* _TASK TO COMPLETE_
Continue the post announcing The First Twenty Steps in paperback, picking up right after its final sentence.

[START OF ARTICLE]

The First Twenty Steps in Paperback
I’m not sure this is the protagonist, Harry Allen, but I drew him or someone today and there he possibly is. The novella chronicling his first day out of prison, The First Twenty Steps, is now available in paperback from Sortmind Press, and can be purchased at:
eBook versions are also available at both sites.
The book begins with crime and slips into science fiction. Harry wanders the foggy downtown streets of One-West at one AM, unaware of the ordeals and transcendence he’s about to stumble into …
All I had was two hundred bucks and my freedom, but as I listened to my boots slapping on the damp sidewalk I had to admit I didn’t know what to do with either of them. All I knew how to do was wander in the mist at one in the morning. Which was probably why I’d wasted one‑fifth of my life in prison. Hell, maybe I’d wasted the whole thing.

[END OF ARTICLE]
[START OF RAW RECORDS]

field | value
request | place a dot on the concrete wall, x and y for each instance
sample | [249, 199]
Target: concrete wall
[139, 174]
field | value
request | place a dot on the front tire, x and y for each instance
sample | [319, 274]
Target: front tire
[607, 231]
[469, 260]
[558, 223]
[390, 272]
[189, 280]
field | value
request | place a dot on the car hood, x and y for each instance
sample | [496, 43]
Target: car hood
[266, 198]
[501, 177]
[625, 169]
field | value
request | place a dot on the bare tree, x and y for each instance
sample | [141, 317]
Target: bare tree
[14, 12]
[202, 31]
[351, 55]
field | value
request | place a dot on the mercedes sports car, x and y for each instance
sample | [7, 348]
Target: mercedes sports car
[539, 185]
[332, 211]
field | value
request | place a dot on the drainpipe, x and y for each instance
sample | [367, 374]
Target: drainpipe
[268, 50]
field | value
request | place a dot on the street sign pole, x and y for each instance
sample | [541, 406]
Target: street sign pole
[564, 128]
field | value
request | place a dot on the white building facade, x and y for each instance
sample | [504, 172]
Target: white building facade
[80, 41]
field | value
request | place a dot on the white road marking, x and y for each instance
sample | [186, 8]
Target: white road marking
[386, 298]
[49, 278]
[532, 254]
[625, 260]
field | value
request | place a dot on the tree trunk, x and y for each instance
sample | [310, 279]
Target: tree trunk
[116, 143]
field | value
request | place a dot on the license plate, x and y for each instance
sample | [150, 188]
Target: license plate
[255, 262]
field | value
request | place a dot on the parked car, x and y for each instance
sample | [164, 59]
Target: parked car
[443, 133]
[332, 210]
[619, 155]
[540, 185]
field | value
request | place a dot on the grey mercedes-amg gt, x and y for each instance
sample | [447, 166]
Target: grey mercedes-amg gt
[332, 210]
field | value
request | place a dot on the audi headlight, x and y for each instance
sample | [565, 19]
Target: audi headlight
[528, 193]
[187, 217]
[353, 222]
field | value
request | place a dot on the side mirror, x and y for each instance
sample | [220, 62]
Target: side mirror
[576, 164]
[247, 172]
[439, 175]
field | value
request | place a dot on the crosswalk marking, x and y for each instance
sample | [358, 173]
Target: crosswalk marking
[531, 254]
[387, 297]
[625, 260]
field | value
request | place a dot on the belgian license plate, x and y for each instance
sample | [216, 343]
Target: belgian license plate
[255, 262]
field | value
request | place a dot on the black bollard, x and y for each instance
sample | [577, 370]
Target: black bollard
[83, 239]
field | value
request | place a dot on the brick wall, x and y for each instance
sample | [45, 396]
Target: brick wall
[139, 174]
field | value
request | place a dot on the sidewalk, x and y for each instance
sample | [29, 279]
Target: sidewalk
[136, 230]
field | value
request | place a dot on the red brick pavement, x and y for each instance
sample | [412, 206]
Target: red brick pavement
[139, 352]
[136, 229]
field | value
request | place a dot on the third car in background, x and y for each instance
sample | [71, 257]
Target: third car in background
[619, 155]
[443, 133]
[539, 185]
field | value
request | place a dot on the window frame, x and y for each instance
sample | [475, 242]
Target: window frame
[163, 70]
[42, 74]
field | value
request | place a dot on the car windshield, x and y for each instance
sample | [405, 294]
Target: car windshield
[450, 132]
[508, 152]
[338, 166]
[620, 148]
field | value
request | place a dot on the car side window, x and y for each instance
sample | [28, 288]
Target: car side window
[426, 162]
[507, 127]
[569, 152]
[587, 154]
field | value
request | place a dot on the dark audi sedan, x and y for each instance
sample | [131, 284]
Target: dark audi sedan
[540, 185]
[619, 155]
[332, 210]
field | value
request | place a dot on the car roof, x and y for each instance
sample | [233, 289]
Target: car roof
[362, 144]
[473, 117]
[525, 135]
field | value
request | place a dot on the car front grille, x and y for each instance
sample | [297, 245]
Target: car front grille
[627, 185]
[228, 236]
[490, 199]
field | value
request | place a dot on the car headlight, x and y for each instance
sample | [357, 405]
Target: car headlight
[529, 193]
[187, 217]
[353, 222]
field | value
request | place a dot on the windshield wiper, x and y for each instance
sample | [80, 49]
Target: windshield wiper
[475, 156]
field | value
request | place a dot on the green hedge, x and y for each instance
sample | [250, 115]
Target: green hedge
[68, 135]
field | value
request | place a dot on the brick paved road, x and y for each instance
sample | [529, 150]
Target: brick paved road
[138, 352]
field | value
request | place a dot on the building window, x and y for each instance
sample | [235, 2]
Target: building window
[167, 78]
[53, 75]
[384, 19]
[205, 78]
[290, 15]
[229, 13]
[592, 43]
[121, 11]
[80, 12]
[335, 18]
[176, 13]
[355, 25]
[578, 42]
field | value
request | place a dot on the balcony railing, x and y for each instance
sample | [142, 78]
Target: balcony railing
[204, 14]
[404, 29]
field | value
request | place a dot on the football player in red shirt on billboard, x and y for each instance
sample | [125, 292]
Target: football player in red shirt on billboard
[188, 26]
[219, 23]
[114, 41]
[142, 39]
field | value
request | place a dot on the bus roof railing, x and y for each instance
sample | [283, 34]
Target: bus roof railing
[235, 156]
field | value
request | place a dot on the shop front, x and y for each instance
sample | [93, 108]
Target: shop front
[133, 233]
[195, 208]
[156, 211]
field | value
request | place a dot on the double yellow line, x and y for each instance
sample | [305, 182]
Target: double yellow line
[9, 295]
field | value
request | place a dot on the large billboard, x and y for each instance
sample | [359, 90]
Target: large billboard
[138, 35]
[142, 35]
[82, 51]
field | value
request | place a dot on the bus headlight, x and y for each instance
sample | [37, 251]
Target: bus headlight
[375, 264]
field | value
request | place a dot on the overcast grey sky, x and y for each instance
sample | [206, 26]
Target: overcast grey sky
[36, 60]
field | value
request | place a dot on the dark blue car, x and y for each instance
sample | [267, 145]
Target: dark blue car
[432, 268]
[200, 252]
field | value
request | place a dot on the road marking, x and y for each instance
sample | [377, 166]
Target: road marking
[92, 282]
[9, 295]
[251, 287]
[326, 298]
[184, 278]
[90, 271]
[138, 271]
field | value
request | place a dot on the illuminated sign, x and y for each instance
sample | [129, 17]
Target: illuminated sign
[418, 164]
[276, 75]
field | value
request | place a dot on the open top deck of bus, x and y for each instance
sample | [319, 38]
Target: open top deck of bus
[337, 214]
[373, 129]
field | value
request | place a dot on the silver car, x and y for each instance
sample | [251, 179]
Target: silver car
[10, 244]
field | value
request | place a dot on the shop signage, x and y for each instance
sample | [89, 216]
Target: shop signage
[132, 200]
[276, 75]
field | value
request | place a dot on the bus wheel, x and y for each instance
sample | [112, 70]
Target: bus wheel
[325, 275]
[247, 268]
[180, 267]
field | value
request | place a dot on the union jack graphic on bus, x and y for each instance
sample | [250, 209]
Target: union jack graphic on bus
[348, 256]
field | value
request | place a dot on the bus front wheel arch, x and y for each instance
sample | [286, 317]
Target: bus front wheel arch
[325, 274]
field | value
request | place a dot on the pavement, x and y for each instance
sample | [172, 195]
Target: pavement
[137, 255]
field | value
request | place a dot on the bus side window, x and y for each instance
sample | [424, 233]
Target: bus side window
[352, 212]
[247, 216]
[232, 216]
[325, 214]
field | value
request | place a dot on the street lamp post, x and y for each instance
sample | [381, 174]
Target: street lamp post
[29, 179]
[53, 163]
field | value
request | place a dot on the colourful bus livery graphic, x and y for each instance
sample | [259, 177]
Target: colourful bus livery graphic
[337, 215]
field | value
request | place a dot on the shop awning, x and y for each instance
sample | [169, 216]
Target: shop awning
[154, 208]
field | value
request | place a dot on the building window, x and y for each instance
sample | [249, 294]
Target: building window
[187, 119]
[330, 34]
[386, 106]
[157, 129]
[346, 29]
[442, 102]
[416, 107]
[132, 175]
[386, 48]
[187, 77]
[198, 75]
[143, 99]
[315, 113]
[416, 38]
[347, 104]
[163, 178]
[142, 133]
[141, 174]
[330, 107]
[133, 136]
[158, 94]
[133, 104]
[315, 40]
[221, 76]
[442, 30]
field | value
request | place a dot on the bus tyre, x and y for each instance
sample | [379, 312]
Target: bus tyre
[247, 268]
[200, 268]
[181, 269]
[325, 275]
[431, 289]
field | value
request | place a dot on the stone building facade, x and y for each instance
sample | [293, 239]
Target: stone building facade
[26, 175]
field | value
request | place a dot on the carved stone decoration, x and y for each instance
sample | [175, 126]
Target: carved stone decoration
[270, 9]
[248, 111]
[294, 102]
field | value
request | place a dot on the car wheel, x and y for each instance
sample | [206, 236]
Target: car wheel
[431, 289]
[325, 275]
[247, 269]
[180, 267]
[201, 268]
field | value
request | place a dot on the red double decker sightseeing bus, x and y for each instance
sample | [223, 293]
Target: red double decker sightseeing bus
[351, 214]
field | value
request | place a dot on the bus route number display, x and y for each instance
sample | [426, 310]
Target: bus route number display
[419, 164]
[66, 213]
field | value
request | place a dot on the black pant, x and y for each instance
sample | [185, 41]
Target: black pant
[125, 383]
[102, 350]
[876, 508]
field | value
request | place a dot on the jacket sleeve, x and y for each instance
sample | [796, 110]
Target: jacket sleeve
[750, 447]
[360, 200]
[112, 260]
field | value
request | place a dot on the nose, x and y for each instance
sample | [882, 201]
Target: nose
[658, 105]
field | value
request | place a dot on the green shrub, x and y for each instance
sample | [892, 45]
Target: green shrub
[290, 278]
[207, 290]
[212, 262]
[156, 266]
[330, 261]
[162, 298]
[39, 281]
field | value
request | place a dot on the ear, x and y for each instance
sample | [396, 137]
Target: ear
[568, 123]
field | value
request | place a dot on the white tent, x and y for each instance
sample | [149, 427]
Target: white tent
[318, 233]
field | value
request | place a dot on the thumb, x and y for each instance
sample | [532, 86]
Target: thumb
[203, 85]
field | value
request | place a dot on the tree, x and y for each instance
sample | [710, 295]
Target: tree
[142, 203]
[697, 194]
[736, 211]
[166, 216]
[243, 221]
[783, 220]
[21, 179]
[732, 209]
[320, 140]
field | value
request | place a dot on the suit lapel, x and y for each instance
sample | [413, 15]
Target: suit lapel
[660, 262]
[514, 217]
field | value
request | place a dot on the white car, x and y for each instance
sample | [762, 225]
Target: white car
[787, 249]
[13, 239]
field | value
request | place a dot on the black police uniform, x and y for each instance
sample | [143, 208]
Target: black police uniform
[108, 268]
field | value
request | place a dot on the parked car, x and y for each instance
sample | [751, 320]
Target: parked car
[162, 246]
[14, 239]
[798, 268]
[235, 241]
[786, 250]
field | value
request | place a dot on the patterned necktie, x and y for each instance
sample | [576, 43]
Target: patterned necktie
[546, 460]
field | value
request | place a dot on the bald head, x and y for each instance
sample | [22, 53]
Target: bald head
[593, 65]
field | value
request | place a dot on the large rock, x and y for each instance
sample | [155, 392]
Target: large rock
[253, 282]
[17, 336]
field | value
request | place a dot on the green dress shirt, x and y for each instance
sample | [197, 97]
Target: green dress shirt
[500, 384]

[END OF RAW RECORDS]

* _RESPONSE TO THE TASK_
Other people seemed to know the tricks that got you what you needed. They figured out how to get jobs, apartments, and cars. And they stayed out of trouble. And look at me, out of the pen for maybe eleven hours. Sons of bitches like Eric and Ronnie had to be attracted to me.
I needed to get back to Drulgoorijk, thirty miles to the east, and join up with my brothers again. They hadn’t visited me in a couple years, but I’d read enough about them in the papers to know that the Defenders were still alive. And I needed to get a bike in a hurry so I could ride with them again. I hoped they remembered me.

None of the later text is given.